## Page excerpt
Portable MQTT C/C++ clients for resource-limited platforms

When I started writing the Paho MQTT C client as long ago as 2008, it looked to me like the world of embedded operating systems was converging on Linux and Windows variants. This was based on my (limited) experience with embedded systems such as the Arcom Viper and various WinCE hand held devices. Consequently I wrote the Paho MQTT C client using Posix and Windows system APIs.

Now that decision doesn’t look so appropriate. There is a proliferation of cheap and small embedded platforms – some can run Linux, some can’t. In my last two posts I starting describing a new, more portable MQTT C client at its simplest. That first layer simply takes C data and serializes it into a buffer ready for sending across the network using any network APIs you choose:


len = MQTTSerialize_connect(buf, buflen, &data); /* 1 */
len += MQTTSerialize_publish(buf + len, buflen - len, 0, 0, 0, 0, topicString, payload, payloadlen); /* 2 */
rc = write(mysock, buf, len);

– there are corresponding API calls for deserializing buffers received from the network into C data structures.

API for mbed

This works fine, but I was also asked to write an API that would work well in the mbed world (The mbed development platform is the fastest way to create products based on ARM microcontrollers). C++ is the standard language here, but non-Posix networking APIs. What I’ve come up with so far (after some discussion) is an API that has an outline like this:


template<class Network, class Timer, class Thread, class Mutex>
class Client
{
public:    
    /* connectionLost and default messageArrived callbacks to be added */
    struct Result
    {
        /* success or failure result data */
        Client<Network, Timer, Thread, Mutex>* client;
        int connack_rc;
    };
    typedef void (*resultHandler)(Result*); 

    Client(Network* network, const Limits limits = Limits()); 

    int connect(MQTTPacket_connectData* options = 0, resultHandler fn = 0);     
    int publish(const char* topic, Message* message, resultHandler rh = 0);
    int subscribe(const char* topicFilter, enum QoS qos, messageHandler mh, resultHandler rh = 0);
    int unsubscribe(const char* topicFilter, resultHandler rh = 0);
    int disconnect(int timeout, resultHandler rh = 0);

    void yield(int timeout);
}

This API will look familiar to anyone who is acquainted with the Paho MQTT APIs for C and Java. The resultHandler parameters are optional callback functions which give the outcome of the standard calls. If these are not set, then the MQTT operation calls will block until complete, using no background thread. If resultHandler callback functions are set, then a background thread will be started and will handle MQTT networking while the application can continue with other business.

I am considering splitting the API into two completely separate units, one blocking and single-threaded, the second non-blocking and multi-threaded. This would make the intended use clearer, and reduce the size of both APIs (resultHandlers would be unnecessary in the single-threaded API for instance). Other points to note:

  • C++ Standard Template Library (STL) not used – too heavyweight
  • messageHandler callback per subscription (see discussion) – there will also be a default messageHandler
  • system APIs for networking, timing and threading passed in as template parameters (for the synchronous API threading and mutex classes are not needed)

## To be done
a: Answer these questions using the MQTT client post:
(i) In what year did the author begin writing the Paho MQTT C client?
(ii) Why is the C++ Standard Template Library not used?
(iii) What happens to the MQTT operation calls if the resultHandler callback functions are not set?
b: Echo the passage of the MQTT client post starting with "Portable MQTT C/C++" and going on through "Windows system APIs.".
c: List every template parameter of the Client class shown in the MQTT client post.
The entries that follow are not needed for any of this work.

Entries listed in a dataset
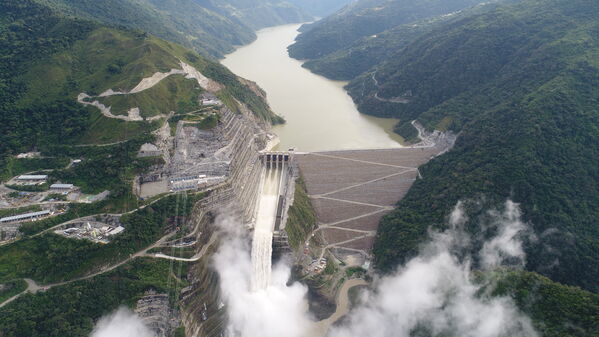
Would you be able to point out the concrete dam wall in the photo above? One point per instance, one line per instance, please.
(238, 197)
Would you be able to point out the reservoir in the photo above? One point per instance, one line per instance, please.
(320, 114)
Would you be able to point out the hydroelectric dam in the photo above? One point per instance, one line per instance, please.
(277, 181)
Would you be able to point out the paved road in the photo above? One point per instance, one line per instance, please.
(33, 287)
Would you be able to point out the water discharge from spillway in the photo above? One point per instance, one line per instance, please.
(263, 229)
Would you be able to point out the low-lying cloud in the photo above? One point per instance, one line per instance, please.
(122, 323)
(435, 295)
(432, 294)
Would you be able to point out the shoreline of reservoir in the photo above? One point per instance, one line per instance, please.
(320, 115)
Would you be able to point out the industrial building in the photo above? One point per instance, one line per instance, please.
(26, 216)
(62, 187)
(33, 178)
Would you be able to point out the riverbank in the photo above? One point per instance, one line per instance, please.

## Expected outputs
a:
(i) 2008
(ii) It is too heavyweight.
(iii) They block until complete, using no background thread.

b:
Portable MQTT C/C++ clients for resource-limited platforms

When I started writing the Paho MQTT C client as long ago as 2008, it looked to me like the world of embedded operating systems was converging on Linux and Windows variants. This was based on my (limited) experience with embedded systems such as the Arcom Viper and various WinCE hand held devices. Consequently I wrote the Paho MQTT C client using Posix and Windows system APIs.

c:
Network
Timer
Thread
Mutex